_EXERCISE DESCRIPTION_: Retype the records below exactly as they appear, but leave out any pictures.

_DATA ENTRIES_:
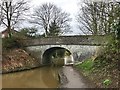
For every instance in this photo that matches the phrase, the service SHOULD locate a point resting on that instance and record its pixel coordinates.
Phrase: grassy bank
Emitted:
(104, 76)
(16, 60)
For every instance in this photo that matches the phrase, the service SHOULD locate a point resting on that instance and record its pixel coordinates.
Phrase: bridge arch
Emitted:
(53, 54)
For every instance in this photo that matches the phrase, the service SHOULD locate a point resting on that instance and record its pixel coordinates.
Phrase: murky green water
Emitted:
(44, 77)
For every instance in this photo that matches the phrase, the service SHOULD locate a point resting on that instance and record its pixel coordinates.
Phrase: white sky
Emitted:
(69, 6)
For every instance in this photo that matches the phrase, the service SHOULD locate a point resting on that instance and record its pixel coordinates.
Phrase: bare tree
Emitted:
(98, 17)
(11, 12)
(47, 13)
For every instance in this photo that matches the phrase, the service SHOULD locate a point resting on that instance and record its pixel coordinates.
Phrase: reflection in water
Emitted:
(44, 77)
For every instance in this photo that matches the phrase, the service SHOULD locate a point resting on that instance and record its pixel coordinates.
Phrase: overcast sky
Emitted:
(69, 6)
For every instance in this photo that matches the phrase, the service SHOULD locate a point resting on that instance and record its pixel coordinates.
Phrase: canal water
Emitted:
(43, 77)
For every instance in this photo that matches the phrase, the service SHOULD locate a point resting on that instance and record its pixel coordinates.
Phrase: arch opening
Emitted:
(57, 56)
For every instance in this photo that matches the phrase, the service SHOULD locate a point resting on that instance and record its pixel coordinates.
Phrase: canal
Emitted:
(44, 77)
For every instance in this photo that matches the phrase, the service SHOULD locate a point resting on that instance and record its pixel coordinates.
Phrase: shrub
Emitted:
(12, 42)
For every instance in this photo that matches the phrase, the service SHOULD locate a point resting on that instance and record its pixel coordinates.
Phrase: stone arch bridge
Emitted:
(76, 45)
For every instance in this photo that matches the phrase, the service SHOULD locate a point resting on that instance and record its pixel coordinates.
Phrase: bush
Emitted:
(12, 42)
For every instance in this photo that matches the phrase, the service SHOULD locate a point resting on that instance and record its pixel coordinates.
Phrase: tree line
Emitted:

_THE OUTPUT_:
For every instance in this photo that matches the phrase, the service SHOULD locate a point resting on that instance and record its pixel coordinates.
Phrase: grassy bank
Emitted:
(104, 76)
(16, 60)
For every instance in this photo that matches the phrase, the service SHOULD locate a point resting on that instance and record its pixel coordinates.
Phrase: bridge arch
Emitted:
(53, 54)
For every instance in this photo that matches the phrase, the service SHOULD locate a point resting on that instance and record its pixel coordinates.
Phrase: murky green water
Emitted:
(44, 77)
For every instance in this photo that matches the phrase, the service SHOULD locate a point resting on that instance and record its pixel coordinates.
Phrase: white sky
Emitted:
(69, 6)
For every instance in this photo that matches the phrase, the service SHOULD locate a point resting on that instance and record its pixel coordinates.
Phrase: bare tree
Emitted:
(98, 17)
(11, 12)
(47, 13)
For every instance in this photo that matches the phrase, the service SHOULD locate a point resting on that instance and record its pixel coordinates.
Phrase: reflection in water
Emitted:
(44, 77)
For every instance in this photo that matches the phrase, the service SHOULD locate a point resting on that instance and record its pixel coordinates.
Phrase: overcast sky
Emitted:
(69, 6)
For every instance in this photo that matches the phrase, the service SHOULD locate a point resting on that instance and record its pixel coordinates.
Phrase: canal water
Emitted:
(43, 77)
For every instance in this photo that matches the phrase, the service SHOULD locate a point resting on that instance and record its pixel coordinates.
Phrase: arch opening
Emitted:
(57, 56)
For every instance in this photo that matches the phrase, the service SHOULD locate a point resting on that instance and record its pixel coordinates.
Phrase: canal
Emitted:
(44, 77)
For every instance in this photo that matches the phrase, the service SHOULD locate a point resting on that instance and record its pixel coordinates.
Phrase: shrub
Emitted:
(12, 42)
For every instance in this photo that matches the phrase, the service SHOULD locate a point resting on that instance and record its pixel coordinates.
Phrase: stone arch bridge
Emitted:
(76, 45)
For every instance in this photo that matches the phrase, the service SHOULD locate a point resting on that instance and record its pixel coordinates.
Phrase: bush
Emitted:
(12, 42)
For every instance in this photo that matches the phrase, the service SHOULD locate a point resting on that instance and record its pixel coordinates.
Phrase: tree line
Emitted:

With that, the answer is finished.